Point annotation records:
++++++++++++++++++++
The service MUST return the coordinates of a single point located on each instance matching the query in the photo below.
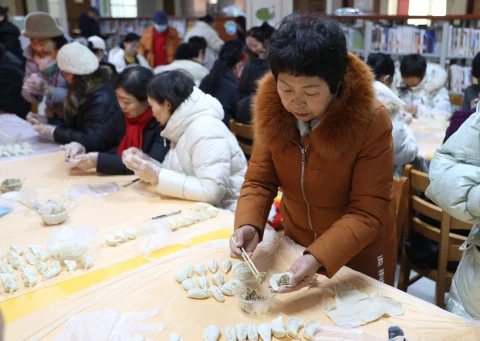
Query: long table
(123, 279)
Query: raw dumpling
(188, 270)
(278, 328)
(242, 332)
(226, 266)
(85, 261)
(211, 333)
(30, 258)
(199, 294)
(311, 327)
(252, 332)
(201, 270)
(180, 276)
(130, 234)
(71, 265)
(218, 279)
(203, 283)
(293, 326)
(111, 240)
(213, 266)
(230, 333)
(217, 294)
(265, 332)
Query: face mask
(45, 63)
(160, 28)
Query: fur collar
(341, 127)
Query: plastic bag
(464, 299)
(98, 191)
(109, 325)
(68, 243)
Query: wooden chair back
(244, 131)
(401, 188)
(449, 241)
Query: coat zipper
(302, 185)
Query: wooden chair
(456, 100)
(401, 188)
(243, 132)
(449, 242)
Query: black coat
(99, 106)
(227, 95)
(9, 36)
(108, 137)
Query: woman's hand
(147, 171)
(85, 161)
(73, 149)
(303, 270)
(247, 237)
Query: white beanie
(77, 59)
(97, 43)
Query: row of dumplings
(38, 258)
(121, 236)
(264, 331)
(202, 212)
(15, 149)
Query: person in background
(127, 54)
(11, 82)
(205, 162)
(43, 78)
(90, 102)
(422, 87)
(471, 94)
(133, 127)
(405, 146)
(241, 23)
(254, 70)
(185, 57)
(323, 137)
(10, 35)
(221, 83)
(159, 42)
(204, 27)
(98, 47)
(200, 44)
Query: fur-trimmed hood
(345, 121)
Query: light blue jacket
(455, 173)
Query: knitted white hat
(77, 59)
(97, 43)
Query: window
(123, 8)
(426, 7)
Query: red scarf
(134, 132)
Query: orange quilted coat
(336, 182)
(146, 45)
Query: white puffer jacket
(205, 162)
(404, 144)
(455, 173)
(430, 94)
(117, 57)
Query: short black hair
(476, 66)
(208, 19)
(186, 51)
(413, 65)
(4, 12)
(310, 45)
(198, 43)
(135, 80)
(381, 64)
(173, 86)
(59, 41)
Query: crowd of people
(331, 130)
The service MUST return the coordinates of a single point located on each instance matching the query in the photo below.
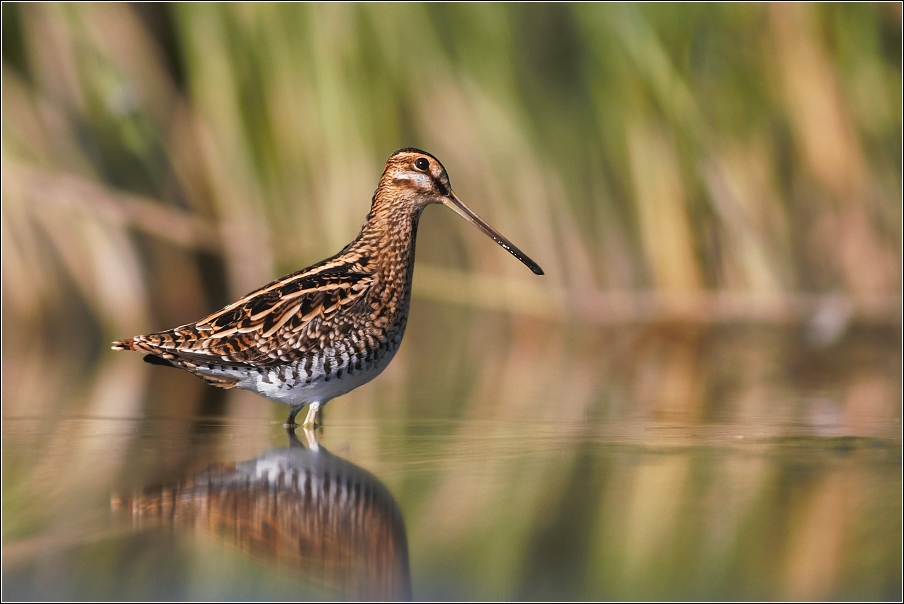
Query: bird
(321, 332)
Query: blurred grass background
(734, 161)
(671, 167)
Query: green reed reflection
(700, 400)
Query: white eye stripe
(421, 179)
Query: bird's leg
(293, 411)
(311, 420)
(309, 436)
(293, 438)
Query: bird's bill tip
(458, 206)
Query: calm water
(524, 462)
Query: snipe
(325, 330)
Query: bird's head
(416, 178)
++++++++++++++++++++
• [Stated task] Quote exactly, and only, the lines from the one containing "Query: window" through the last line of the records above, both included; leave out any pictures.

• [The answer]
Query: window
(123, 8)
(426, 7)
Query: red scarf
(134, 132)
Query: orange quilted coat
(336, 182)
(146, 45)
Query: white puffer jacket
(205, 162)
(404, 144)
(455, 173)
(430, 94)
(117, 57)
Query: short black hair
(476, 66)
(208, 19)
(186, 51)
(413, 65)
(4, 12)
(310, 45)
(198, 43)
(135, 80)
(381, 64)
(173, 86)
(59, 41)
Query: crowd of people
(331, 130)
The service MUST return the coordinates of a single point located on each instance matching the query in the photo below.
Query: bird
(321, 332)
Query: blurred grass background
(734, 161)
(671, 167)
Query: green reed reflection
(700, 400)
Query: white eye stripe
(421, 179)
Query: bird's leg
(293, 411)
(311, 420)
(309, 436)
(293, 438)
Query: bird's bill tip
(458, 206)
Query: calm water
(524, 462)
Query: snipe
(325, 330)
Query: bird's head
(416, 178)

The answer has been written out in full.